Activity — Copy each line from the records below in which the word "laptop" is found.

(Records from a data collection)
+++++
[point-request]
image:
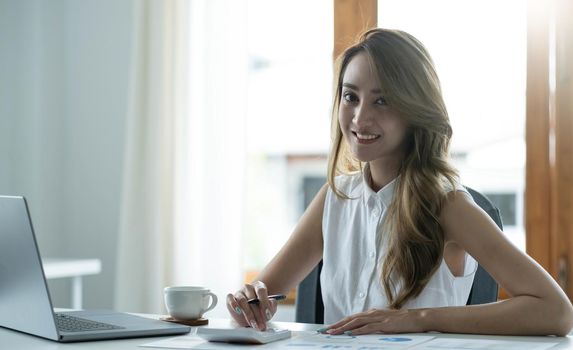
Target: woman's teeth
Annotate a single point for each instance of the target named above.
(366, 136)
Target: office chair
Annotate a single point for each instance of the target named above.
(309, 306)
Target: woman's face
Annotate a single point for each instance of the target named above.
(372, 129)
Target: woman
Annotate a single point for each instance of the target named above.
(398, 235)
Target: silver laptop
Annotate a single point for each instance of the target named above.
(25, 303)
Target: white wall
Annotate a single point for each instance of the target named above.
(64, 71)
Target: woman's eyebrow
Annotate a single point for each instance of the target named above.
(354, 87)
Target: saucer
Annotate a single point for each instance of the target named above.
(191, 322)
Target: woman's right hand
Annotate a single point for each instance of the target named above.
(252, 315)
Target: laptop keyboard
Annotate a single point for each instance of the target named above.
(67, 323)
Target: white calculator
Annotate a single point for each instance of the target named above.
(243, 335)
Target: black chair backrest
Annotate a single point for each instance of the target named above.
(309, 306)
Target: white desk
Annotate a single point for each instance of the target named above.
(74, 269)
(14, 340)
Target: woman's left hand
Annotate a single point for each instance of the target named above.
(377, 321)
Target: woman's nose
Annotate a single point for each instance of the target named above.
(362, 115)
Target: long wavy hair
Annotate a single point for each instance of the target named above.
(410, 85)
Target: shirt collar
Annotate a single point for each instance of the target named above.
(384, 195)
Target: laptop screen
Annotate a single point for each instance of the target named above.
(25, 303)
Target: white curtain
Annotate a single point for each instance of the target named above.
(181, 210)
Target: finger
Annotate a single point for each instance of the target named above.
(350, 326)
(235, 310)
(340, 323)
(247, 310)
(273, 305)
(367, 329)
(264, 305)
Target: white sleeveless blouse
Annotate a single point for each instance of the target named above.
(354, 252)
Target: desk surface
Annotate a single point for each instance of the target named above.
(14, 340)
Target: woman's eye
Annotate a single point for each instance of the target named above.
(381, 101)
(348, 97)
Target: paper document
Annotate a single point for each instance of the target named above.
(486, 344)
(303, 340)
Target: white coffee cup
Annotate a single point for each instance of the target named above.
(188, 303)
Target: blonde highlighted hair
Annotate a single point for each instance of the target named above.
+++++
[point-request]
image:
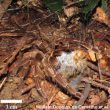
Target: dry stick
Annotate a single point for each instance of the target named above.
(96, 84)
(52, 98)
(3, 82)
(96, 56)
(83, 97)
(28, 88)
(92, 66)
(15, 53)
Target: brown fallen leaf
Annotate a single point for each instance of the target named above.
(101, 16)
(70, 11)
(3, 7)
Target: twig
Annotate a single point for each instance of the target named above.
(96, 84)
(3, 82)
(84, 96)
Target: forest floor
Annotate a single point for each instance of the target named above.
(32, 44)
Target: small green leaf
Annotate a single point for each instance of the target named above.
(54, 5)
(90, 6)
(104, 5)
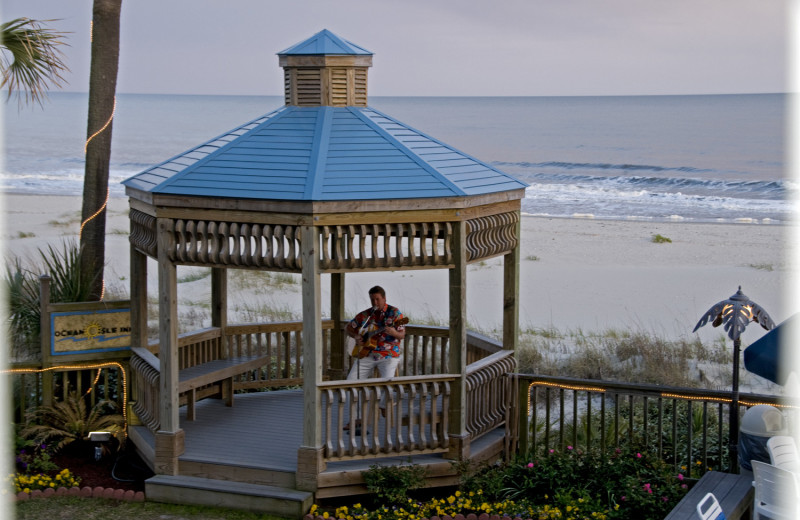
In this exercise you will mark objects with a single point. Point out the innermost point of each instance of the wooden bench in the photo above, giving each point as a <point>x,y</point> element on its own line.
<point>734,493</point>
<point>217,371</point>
+++++
Written answer —
Target: silver laptop
Target: laptop keyboard
Target: laptop screen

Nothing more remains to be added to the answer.